作業内容 ->
(1) 抜粋本文で、筆者が読んだ『パイドン』は誰の訳か。
(2) 「For every instance of the woman」を含む行から「pixel 162 95」を含む行までの記録を、列名を input と output とする2列のCSVに入れよ。両端の行も含め、1件につき1行とし、その文と答えをそれぞれ1つの引用符付きフィールドに、改行を空白に置き換えて収めること。

抜粋本文 ->
_ _ _ _ _
プラトン著『パイドン』を読む

 プラトン著、『パイドン』を読んだ。岩田靖夫氏の訳になる、1998年の岩波文庫版で。
 死刑直前に、ソクラテスが弟子達とかわした「魂の不死」についての対話を描いた本。
 ソクラテスが、シミアスと対話する中で重要なことを語っている。

本当に哲学にたずさわっている限りの人々は、ただひたすらに死ぬこと、そして死んだ状態にあること、以外のなにごとをも実践しない(64A)

 「哲学をするということは、死ぬことだ」というこの発言に対して、シミアスは笑って次のように応じる。

・・・私の同郷の人々はそれにまったく賛成するでしょう。本当に、哲学している人々は死人同然の生き方をしている・・・と。(64B)
_ _ _ _ _
入力データ ->
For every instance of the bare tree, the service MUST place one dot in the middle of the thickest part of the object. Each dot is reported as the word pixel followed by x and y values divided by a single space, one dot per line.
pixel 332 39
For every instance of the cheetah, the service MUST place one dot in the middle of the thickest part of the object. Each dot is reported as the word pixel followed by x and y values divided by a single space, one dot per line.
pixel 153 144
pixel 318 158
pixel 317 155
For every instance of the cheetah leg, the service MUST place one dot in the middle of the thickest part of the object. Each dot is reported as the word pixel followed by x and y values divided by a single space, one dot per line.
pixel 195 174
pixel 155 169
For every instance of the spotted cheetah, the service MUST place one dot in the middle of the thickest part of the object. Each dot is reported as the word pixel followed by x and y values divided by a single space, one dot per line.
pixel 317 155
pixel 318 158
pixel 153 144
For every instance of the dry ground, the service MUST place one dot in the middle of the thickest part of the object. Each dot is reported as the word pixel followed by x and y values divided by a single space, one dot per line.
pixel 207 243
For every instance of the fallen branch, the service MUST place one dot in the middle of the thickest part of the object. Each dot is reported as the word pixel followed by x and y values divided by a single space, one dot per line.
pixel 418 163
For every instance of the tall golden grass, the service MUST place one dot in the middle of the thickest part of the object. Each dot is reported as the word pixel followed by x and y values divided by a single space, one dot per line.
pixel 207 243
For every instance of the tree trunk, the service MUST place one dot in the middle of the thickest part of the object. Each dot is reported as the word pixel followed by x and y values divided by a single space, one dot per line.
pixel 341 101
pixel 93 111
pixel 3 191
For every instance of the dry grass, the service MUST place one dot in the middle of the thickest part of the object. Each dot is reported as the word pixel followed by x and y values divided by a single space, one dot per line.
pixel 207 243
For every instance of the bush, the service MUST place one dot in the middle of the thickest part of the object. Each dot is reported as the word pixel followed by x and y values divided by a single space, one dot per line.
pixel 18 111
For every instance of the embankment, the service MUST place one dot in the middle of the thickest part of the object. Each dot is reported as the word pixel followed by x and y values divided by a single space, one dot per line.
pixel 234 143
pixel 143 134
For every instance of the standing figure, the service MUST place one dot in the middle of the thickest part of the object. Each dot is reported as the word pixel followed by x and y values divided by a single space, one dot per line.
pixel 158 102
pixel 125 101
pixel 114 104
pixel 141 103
_ _ _ _ _
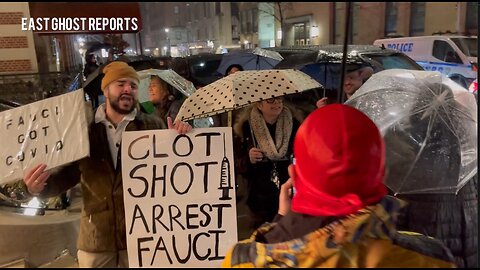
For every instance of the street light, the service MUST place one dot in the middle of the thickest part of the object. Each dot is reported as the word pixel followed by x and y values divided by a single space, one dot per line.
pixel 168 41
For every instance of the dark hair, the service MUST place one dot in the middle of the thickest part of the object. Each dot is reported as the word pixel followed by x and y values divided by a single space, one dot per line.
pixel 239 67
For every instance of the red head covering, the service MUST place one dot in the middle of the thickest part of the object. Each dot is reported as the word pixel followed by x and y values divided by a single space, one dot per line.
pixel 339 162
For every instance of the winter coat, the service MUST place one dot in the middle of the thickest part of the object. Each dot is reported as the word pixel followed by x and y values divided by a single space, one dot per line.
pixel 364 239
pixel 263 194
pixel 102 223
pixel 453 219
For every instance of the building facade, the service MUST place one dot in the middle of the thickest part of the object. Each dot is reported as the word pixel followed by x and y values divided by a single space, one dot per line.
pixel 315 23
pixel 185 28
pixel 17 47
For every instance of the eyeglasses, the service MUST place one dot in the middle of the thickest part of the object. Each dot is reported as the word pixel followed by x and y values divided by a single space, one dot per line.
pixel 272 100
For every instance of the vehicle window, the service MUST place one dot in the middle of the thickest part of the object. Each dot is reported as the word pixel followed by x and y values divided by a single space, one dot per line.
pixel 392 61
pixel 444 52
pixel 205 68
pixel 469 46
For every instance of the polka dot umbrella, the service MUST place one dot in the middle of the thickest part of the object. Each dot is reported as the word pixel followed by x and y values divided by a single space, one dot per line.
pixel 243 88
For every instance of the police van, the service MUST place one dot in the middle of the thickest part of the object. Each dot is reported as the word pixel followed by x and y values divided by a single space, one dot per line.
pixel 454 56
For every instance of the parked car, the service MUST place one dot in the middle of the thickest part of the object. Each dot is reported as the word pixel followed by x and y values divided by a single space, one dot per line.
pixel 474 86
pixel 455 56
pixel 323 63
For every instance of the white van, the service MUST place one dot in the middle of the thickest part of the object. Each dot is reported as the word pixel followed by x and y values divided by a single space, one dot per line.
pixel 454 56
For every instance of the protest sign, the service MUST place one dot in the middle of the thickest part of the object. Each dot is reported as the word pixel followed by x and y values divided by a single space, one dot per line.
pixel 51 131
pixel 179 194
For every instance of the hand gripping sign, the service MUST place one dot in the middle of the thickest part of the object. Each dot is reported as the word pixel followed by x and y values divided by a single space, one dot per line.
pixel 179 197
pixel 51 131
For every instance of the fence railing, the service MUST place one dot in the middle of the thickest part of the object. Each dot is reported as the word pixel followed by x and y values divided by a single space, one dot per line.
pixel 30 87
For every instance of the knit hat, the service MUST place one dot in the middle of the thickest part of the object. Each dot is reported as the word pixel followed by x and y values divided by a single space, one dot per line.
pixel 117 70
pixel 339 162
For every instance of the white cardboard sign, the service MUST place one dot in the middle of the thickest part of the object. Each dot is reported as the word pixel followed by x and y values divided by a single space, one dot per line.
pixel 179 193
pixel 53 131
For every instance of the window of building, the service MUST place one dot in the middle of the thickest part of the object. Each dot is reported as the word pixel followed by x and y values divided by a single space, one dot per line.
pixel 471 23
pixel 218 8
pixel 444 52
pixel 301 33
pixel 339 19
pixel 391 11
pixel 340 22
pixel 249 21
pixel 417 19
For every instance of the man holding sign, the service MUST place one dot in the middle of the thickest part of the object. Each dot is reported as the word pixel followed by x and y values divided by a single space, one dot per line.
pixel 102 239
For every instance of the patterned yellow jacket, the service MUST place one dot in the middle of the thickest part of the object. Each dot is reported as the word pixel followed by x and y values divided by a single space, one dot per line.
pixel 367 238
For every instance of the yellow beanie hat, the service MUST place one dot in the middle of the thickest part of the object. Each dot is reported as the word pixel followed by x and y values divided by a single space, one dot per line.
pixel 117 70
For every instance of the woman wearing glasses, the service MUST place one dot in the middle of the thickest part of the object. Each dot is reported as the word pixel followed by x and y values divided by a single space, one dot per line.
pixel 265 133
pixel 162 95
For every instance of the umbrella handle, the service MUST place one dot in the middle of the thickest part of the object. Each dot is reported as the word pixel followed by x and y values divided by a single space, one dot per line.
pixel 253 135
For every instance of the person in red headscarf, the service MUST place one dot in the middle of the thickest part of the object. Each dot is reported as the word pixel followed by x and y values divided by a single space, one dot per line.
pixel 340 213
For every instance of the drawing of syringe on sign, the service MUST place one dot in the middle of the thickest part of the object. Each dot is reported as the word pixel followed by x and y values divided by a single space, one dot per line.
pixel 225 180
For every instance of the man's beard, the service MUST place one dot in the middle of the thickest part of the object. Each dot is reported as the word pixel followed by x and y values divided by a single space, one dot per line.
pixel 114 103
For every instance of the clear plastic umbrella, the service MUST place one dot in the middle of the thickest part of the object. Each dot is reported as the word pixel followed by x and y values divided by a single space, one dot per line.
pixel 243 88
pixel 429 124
_ _ _ _ _
作業ごとの結果 ->
(1) 岩田靖夫氏の訳。

(2)
input,output
"For every instance of the woman wearing glasses, the service MUST place one dot in the middle of the thickest part of the object. Each dot is reported as the word pixel followed by x and y values divided by a single space, one dot per line.","pixel 265 133 pixel 162 95"